**Data extract**
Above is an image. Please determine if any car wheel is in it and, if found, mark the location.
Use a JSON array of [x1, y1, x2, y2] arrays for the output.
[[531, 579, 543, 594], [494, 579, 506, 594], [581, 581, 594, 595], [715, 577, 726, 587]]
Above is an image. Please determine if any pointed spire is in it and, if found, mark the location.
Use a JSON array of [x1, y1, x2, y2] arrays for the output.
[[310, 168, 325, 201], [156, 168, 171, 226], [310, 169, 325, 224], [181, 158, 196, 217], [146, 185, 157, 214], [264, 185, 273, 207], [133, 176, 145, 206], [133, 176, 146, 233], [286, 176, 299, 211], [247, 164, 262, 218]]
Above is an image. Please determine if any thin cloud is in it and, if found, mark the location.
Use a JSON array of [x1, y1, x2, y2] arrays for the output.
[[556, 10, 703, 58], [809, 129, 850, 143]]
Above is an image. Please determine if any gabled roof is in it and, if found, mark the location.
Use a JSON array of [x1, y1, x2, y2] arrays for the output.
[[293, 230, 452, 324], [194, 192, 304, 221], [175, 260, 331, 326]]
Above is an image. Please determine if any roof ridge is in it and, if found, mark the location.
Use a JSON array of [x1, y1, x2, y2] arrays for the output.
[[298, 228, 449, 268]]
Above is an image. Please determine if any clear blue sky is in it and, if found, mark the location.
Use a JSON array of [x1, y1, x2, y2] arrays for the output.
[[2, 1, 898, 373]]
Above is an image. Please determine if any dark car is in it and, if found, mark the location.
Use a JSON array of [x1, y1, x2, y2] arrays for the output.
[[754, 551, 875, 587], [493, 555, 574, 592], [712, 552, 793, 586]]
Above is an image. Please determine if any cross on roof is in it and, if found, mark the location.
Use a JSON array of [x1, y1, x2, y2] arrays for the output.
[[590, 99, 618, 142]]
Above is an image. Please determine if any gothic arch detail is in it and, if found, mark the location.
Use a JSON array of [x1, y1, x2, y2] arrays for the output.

**Directions for this task**
Precisely reproduce the lines of the entries, beginning at the first and ending at the one containing "Above is an image. Please determine if any thin". Add nothing.

**Answer section**
Above is an image. Please determine if any car wheel is in it and, if found, mark the location.
Use a JSON array of [x1, y1, x2, y2] arrays for the output.
[[531, 579, 543, 594], [494, 579, 506, 594], [581, 581, 594, 595], [715, 577, 726, 587]]
Above is an image. Please determine if any pointed spire is in it and, if found, mark the location.
Use a JSON array of [x1, y1, x2, y2] arrays for the output.
[[310, 168, 325, 201], [156, 168, 171, 226], [310, 169, 325, 224], [181, 158, 196, 217], [146, 185, 157, 214], [264, 185, 273, 207], [133, 176, 145, 206], [133, 176, 146, 233], [286, 176, 299, 211], [247, 164, 262, 218]]
Above is an image. Please determine if any thin cloud is in it and, if found, mark the location.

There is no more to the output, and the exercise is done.